_Your objective:_
Return the entries exactly as they appear.

Given entries START

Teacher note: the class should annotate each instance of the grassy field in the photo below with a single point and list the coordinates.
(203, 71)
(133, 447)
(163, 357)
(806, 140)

Given entries END

_Exercise result:_
Teacher note: the class should annotate each instance of the grassy field in the photo below with a single point and list the coordinates.
(203, 71)
(133, 447)
(163, 357)
(806, 140)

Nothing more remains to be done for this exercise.